Work to do:
Put the rows below into a Markdown table with the columns Number and Text, numbering each row and leaving out blank lines.

Records for this exercise:
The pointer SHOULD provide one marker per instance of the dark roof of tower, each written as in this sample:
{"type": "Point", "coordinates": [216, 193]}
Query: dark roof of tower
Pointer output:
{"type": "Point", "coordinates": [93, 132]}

Result:
| Number | Text |
|---|---|
| 1 | The pointer SHOULD provide one marker per instance of the dark roof of tower, each written as in this sample: |
| 2 | {"type": "Point", "coordinates": [216, 193]} |
| 3 | Query: dark roof of tower |
| 4 | Pointer output: |
| 5 | {"type": "Point", "coordinates": [93, 132]} |